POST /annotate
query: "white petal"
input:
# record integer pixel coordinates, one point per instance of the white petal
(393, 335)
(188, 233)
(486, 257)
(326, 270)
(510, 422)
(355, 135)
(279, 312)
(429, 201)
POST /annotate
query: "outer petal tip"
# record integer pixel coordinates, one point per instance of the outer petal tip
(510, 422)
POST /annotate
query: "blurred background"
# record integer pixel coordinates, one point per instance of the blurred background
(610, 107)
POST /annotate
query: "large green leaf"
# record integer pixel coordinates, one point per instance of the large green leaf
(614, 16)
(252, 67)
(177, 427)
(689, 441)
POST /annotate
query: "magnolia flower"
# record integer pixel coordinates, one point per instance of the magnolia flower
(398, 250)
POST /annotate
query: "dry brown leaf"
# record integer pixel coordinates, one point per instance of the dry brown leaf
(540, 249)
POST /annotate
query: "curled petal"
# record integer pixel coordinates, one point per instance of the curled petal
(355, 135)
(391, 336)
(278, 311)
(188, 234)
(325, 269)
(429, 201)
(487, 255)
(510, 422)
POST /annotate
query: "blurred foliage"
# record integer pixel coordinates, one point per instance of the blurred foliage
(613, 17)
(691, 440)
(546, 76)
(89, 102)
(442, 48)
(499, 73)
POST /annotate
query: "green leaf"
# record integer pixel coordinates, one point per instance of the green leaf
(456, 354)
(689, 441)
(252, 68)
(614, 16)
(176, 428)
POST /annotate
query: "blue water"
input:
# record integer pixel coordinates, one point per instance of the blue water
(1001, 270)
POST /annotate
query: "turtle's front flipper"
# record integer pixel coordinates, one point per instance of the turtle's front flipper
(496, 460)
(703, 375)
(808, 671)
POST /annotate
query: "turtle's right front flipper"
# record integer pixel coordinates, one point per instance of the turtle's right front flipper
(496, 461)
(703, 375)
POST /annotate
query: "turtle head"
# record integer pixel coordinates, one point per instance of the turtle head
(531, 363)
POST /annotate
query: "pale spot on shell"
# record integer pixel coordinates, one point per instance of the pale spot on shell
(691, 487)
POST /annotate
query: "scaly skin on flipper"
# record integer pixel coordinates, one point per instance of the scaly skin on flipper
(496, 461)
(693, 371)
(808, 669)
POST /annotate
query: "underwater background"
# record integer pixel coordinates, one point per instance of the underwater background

### WORK REQUIRED
Retype the records above exactly.

### FINISHED TASK
POST /annotate
query: "white petal"
input:
# record integer pixel coordinates, one point per instance of the white petal
(393, 335)
(188, 233)
(486, 257)
(326, 270)
(510, 422)
(355, 135)
(279, 312)
(429, 201)
POST /annotate
query: "outer petal tip"
# record integer pixel coordinates, one point per instance of the outer petal tip
(510, 422)
POST /annotate
query: "blurred background"
# record integer pixel coordinates, one point per instance of the blurred background
(610, 107)
POST /annotate
query: "large green leaf"
# record integer pixel coordinates, one point per instance of the large green leaf
(614, 16)
(252, 67)
(177, 427)
(689, 441)
POST /annotate
query: "magnolia flower"
# record integer pixel coordinates, one point per instance of the magnolia flower
(398, 250)
POST /annotate
query: "dry brown leaf"
# record integer pixel coordinates, one point per instance of the dry brown leaf
(540, 249)
POST /annotate
query: "curled petal"
# record integer pixel coordinates, one point per instance of the curled petal
(355, 135)
(391, 336)
(278, 311)
(188, 234)
(325, 269)
(429, 201)
(487, 255)
(510, 422)
POST /annotate
query: "blurred foliage"
# record integer pixel coordinates, one point per instance of the blurred foliage
(613, 17)
(691, 440)
(546, 76)
(89, 102)
(442, 48)
(499, 73)
POST /annotate
query: "green leaf"
# record integer pixel coordinates, one point per instance of the green leaf
(456, 354)
(689, 441)
(252, 68)
(614, 16)
(176, 428)
POST /annotate
query: "blue water"
input:
# record integer pixel coordinates, one point per instance of the blue water
(1001, 270)
POST /annotate
query: "turtle's front flipper"
# record integer pixel coordinates, one point per instance of the turtle's front flipper
(496, 460)
(703, 375)
(808, 671)
POST /annotate
query: "turtle's right front flipper"
# record integer pixel coordinates, one point per instance of the turtle's right front flipper
(496, 461)
(703, 375)
POST /annotate
query: "turtle head"
# record integer pixel coordinates, one point per instance of the turtle head
(531, 363)
POST /annotate
query: "pale spot on shell"
# record integer pixel coordinates, one point per instance of the pale spot on shell
(691, 487)
POST /annotate
query: "scaly skin on flipper"
# record integer pixel coordinates, one point per instance of the scaly skin on flipper
(496, 461)
(693, 371)
(808, 669)
POST /annotate
query: "underwater background"
# record integer pixel coordinates, one point per instance of the underwater background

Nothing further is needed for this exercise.